Problem statement:
Please count how many lines in the records below contain the word "flower" and reply with that number alone.

━━━━━━━━━━━━━━━━

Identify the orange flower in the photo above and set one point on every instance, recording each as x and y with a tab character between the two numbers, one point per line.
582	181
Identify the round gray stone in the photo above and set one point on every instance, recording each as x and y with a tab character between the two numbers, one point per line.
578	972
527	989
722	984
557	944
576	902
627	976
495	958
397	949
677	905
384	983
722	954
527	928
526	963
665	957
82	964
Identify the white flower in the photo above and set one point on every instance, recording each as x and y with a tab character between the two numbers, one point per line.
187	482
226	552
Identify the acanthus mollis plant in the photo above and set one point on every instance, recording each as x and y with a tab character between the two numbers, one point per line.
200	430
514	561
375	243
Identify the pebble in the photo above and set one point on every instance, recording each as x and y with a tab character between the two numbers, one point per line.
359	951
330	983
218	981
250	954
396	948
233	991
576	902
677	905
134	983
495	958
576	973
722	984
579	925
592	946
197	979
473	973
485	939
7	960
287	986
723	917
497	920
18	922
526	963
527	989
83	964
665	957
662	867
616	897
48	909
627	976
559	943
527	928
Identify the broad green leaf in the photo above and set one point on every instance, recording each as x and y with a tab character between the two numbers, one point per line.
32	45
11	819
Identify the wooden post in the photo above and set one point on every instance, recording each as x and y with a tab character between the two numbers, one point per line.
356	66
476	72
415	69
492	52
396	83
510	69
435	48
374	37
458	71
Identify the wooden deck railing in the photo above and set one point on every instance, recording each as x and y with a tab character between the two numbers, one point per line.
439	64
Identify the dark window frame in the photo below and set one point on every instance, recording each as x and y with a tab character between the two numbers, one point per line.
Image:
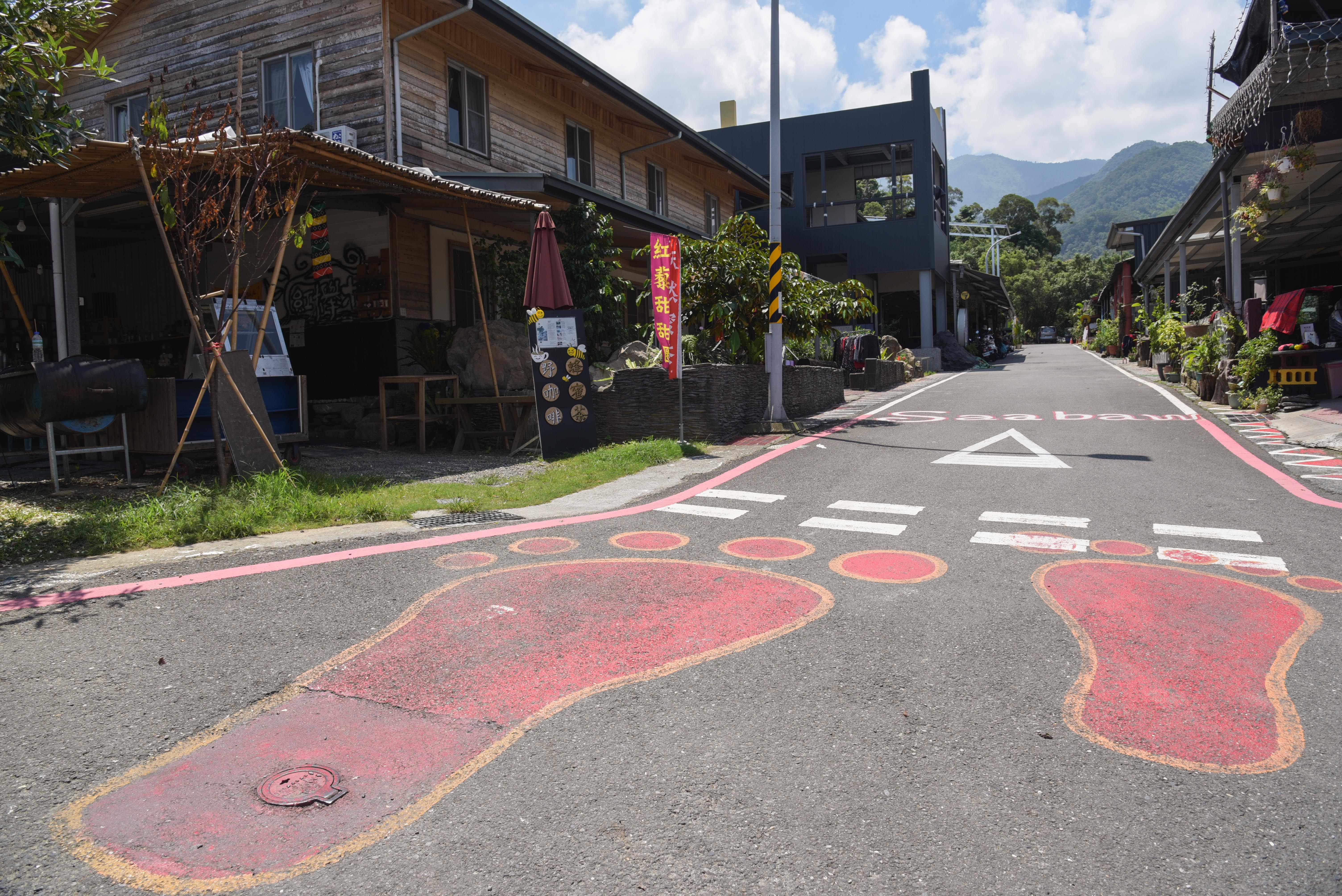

━━━━━━━━━━━━━━━━

Solved problem:
2